Your objective. Print the entries exactly; no image belongs in the copy.

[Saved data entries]
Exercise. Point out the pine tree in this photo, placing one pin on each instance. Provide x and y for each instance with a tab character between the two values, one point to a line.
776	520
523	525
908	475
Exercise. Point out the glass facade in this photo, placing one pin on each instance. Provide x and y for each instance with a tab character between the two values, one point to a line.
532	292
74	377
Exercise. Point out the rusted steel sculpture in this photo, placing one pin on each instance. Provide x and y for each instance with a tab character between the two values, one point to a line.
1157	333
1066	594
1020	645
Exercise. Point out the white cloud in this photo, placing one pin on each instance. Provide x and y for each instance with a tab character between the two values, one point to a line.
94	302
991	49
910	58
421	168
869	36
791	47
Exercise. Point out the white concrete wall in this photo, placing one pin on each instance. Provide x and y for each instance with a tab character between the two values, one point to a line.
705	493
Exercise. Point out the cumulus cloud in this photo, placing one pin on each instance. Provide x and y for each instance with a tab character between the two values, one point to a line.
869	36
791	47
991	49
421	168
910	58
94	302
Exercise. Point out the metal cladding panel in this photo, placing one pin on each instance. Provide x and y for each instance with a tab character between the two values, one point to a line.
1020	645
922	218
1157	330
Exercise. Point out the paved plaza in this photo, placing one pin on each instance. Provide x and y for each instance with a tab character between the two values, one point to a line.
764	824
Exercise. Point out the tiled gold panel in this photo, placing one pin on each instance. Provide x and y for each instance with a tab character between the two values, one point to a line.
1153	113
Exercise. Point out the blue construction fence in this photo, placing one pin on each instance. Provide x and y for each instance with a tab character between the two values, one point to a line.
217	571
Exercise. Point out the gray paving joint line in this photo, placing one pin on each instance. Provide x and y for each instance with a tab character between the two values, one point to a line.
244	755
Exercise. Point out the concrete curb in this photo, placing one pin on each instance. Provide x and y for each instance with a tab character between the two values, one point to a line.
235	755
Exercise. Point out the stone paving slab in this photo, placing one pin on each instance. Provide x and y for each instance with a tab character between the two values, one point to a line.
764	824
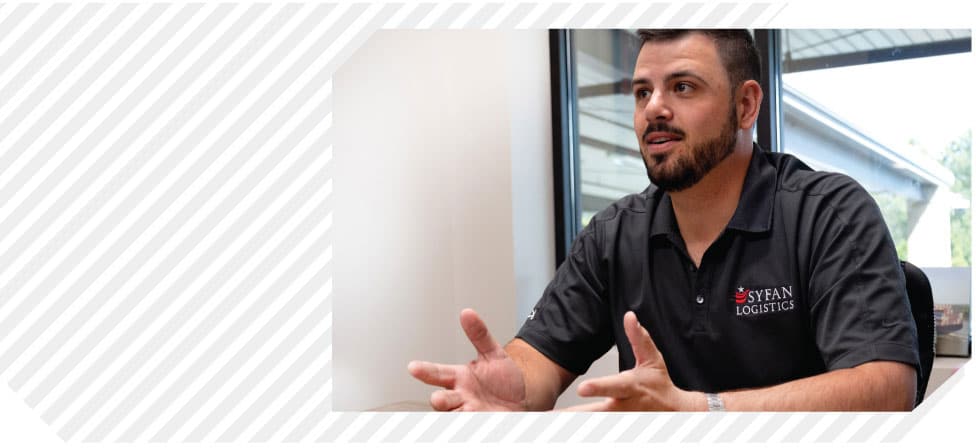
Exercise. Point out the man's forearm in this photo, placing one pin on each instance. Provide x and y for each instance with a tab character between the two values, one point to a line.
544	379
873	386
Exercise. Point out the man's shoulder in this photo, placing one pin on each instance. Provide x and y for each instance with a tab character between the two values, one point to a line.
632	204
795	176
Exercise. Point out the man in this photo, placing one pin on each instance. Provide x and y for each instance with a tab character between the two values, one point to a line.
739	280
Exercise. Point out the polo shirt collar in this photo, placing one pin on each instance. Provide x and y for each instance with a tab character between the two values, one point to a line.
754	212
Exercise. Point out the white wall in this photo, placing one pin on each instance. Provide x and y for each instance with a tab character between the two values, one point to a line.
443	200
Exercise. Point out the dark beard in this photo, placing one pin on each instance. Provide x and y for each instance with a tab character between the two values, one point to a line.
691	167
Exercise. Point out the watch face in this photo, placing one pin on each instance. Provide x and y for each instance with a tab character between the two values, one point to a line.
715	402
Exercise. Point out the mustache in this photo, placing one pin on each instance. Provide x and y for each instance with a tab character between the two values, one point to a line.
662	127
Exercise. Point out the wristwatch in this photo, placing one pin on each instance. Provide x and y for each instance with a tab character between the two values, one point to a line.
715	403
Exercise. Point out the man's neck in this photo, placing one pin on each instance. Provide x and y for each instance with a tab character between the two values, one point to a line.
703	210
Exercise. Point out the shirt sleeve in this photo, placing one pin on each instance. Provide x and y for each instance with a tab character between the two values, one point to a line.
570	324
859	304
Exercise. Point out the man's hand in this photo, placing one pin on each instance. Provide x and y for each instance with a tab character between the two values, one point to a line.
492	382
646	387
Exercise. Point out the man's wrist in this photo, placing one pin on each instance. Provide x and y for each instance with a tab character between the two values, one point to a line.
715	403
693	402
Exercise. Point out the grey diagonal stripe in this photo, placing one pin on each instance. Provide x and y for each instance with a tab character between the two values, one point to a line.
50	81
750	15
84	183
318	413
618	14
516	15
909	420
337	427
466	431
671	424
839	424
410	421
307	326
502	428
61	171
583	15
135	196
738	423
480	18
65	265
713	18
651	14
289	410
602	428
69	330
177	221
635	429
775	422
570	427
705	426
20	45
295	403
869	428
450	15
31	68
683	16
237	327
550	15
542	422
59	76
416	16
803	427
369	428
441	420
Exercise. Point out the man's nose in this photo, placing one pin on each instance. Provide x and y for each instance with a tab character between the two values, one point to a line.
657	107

Solution.
Exercise. Point out the pine tree in this photo, placing one pin on each instance. Provide x and y for each instance with a tab character between the two values, one point to a line.
776	520
523	525
908	475
Exercise. Point out the glass facade in this photo, placing one pin on each instance. Provide x and y for each instance with a tab character between the two values, one point to a line.
532	292
74	377
Exercise. Point out the rusted steel sculpture in this photo, placing one pin on each instance. Provide x and y for each instance with a tab character between the two values, one point to a line.
1157	333
1066	594
1020	645
Exercise. Point out the white cloud in this photo, placing one pin on each instance. Provide x and y for each instance with a tab character between the two values, one point to a line.
94	302
991	49
910	58
421	168
869	36
791	47
Exercise. Point out the white concrete wall in this photo, placing one pin on each instance. Provide x and y for each instance with a tab character between the two values, one point to a line.
705	493
Exercise. Point out the cumulus cloud in this photo, placing one pin on each instance. Provide x and y for each instance with a tab character between the two values, one point to a line.
869	36
791	47
991	49
421	168
910	58
94	302
Exercise. Point out the metal cladding panel in this photo, placing one pin on each instance. Provide x and y for each instance with a tab character between the two values, one point to a line.
1020	645
922	218
1157	330
Exercise. Point out the paved plaza in this photo, placing one pin on each instance. Provide x and y for each instance with a tab character between the two values, one point to a line.
764	824
Exercise. Point out the tiled gold panel in this photo, placing one pin on each instance. Provide x and y for each instance with a tab character between the two values, one point to a line.
1153	113
Exercise. Point out the blue construction fence in this photo, placing one pin on each instance. Provide x and y for each instance with a tab character between the two values, one point to a line.
217	571
Exercise. Point out the gray paving joint line in this photo, placing one pin on each instance. Provide x and y for each instance with a tab character between the two values, one point to a line.
244	755
Exercise. Point out the concrete curb in this photo, placing one pin on each instance. Provide x and y for each instance with a tab character between the two values, one point to a line.
235	755
Exercise. Point out the stone paving slab in this photo, placing one pin on each instance. Provide x and y for each instance with a tab character between the two values, one point to a line.
764	824
Exercise. Point out the man's forearm in this photo, placing one pin on each instance. Provide x and y for each instance with a tab character between the two values, one point to a line.
544	379
873	386
Exercise. Point out the man's shoulder in this photo, placing one pin on each instance. Provide x and y for each instance with a tab character between the two values, one point to a line.
632	204
795	176
Exercise. Point out the man in this photo, placing one pin on each instance. Provide x and y for each instance with a tab character between the two values, one point to a line.
739	280
Exercise. Point out the polo shirt collar in this photo, placing one pin on each instance. Provide x and y for each instance with a tab character between the two values, one point to a line.
754	212
Exercise. Point out the white wall in this photo, placing one pin on each instance. Provide x and y for each instance with a tab character between the two values, one point to a line.
443	200
Exercise. Point out the dark beard in this photo, placing one pin on each instance. Provide x and y for each instance with a tab character between the two values, one point to a line.
691	167
Exercise. Point out the watch face in this photo, placing one pin on each instance. Provide x and y for each instance with a tab character between the two values, one point to a line.
715	402
Exercise. Point out the mustache in this photo, placing one pin on each instance. Provide x and y for each instance with a tab character between the two values, one point to a line.
662	127
Exercise. Point out the wristwatch in this photo, placing one pin on each instance. Provide x and y for each instance with a tab character between the two values, one point to a line.
715	403
Exercise. Point out the man's neck in this photo, placing one pin on each instance. Provide x and y for each instance with a tab character between the two values, one point to a line.
703	210
Exercise. Point out the shirt sleeve in this photo, placing one pin on each instance. Provide x and y for each instance with a tab character between the two values, one point to a line.
570	324
859	304
Exercise. Point out the man's hand in this photo, placing one pin on each instance. Provide x and y for each instance with a tab character between the two values, one point to a line.
492	382
646	387
Exercise. Point out the man's wrist in this photo, placing one pin on each instance. Provide x and y for each instance with a tab character between the two values, one point to a line.
715	403
693	402
Exercise. Point out the grey diagonal stripe in this photo, placing one pin on each instance. Provide x and y for each instance with a tab character between the two values, one point to a line.
50	81
750	15
84	183
318	413
618	14
516	15
909	420
337	427
466	431
671	424
839	424
410	421
307	326
502	428
61	171
583	15
135	196
738	423
480	18
65	265
713	18
651	14
289	410
602	428
69	330
177	221
635	429
775	422
570	427
705	426
20	45
295	403
869	428
450	15
31	68
683	16
237	327
550	15
542	422
59	76
416	16
803	427
369	428
441	420
Exercise. Point out the man's nose in this photo, placing one pin on each instance. Provide x and y for each instance with a tab character between the two values, one point to a line.
657	107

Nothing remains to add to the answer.